Source extract Start Marker

Decoding ubiquitination in the fight against malaria: a network-based exploration of E1-E2-E3 enzyme triples in Plasmodium falciparum

Detalhes bibliográficos
Ano de defesa: 2023
Autor(a) principal: Cano, Lyang Higa
Orientador(a): Não Informado pela instituição
Banca de defesa: Não Informado pela instituição
Tipo de documento: Dissertação
Tipo de acesso: Acesso aberto
Idioma: eng
Instituição de defesa: Biblioteca Digitais de Teses e Dissertações da USP
Programa de Pós-Graduação: Não Informado pela instituição
Departamento: Não Informado pela instituição
País: Não Informado pela instituição
Palavras-chave em Português:
Link de acesso: https://www.teses.usp.br/teses/disponiveis/95/95131/tde-09012024-171914/
Resumo: Plasmodium falciparum is the causative agent of malaria, a disease responsible for a significant number of global deaths. Decades of integrative research, encompassing genomics, transcriptomics, cell biology, and host interactions, have been dedicated to combating this parasite. As an eukaryotic intracellular pathogen, P. falciparum regulates its protein activity through the ubiquitin-proteasome system (UPS), orchestrating essential cellular processes. The UPS pathway operates through a three-step enzymatic cascade involving three distinct groups: E1, E2, and E3 enzymes. An intricate puzzle lies in the identification of enzyme triples (E1, E2, E3) that collaborate within the same chain reaction during the intraerythrocytic developmental cycle (IDC) in P. falciparum. This quest is significant given the incomplete understanding of this phenomenon and its potential impact on malaria control. To address this problem, we propose an innovative approacha Gene Co-expression Network (GCN) model for the systematic ranking of enzyme triples (E1, E2, E3). This model, based on the concept that co-expressed genes are likely involved in the same biological processes, provides an avenue to identify triples operating in tandem. The model\'s efficacy was tested across seven temporal RNA-Seq transcriptome datasets, each representing distinct experimental conditions and temporal stages during the IDC. Remarkably, our model revealed three triples (E1, E2, E3) that consistently collaborated across all seven datasets, demonstrating remarkable stability amidst varying experimental contexts. This research not only enhances our comprehension of the UPS pathway in P. falciparum but also sheds light on potential targets for combating malaria. By deciphering the Ubiquitin Code, we aim to unravel the mechanisms underpinning critical biological processes, ultimately contributing to the global battle against malaria.

Source extract End Marker
Provided records Start Marker

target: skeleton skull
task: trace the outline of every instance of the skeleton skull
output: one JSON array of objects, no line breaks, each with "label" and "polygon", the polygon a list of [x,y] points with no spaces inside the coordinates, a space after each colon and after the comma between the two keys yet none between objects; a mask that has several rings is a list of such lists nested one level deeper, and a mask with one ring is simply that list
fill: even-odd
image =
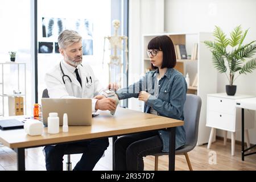
[{"label": "skeleton skull", "polygon": [[112,24],[115,28],[115,30],[118,29],[119,27],[120,26],[120,21],[118,19],[113,20],[112,22]]}]

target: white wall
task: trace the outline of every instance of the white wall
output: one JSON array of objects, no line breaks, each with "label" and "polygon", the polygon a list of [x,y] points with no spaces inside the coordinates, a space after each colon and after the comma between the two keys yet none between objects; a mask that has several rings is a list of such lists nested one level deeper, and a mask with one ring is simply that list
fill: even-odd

Provided records End Marker

# Brief:
Summarize the dissertation record on ubiquitination in Plasmodium falciparum in two sentences. The data has nothing to do with the text.

# Answer to this task:
The 2023 dissertation by Lyang Higa Cano addresses how Plasmodium falciparum, the cause of malaria, regulates protein activity through the ubiquitin-proteasome system, which works through a three-step cascade of E1, E2 and E3 enzymes. It proposes a Gene Co-expression Network model to rank enzyme triples, and testing across seven temporal RNA-Seq datasets revealed three triples that consistently collaborated in all of them.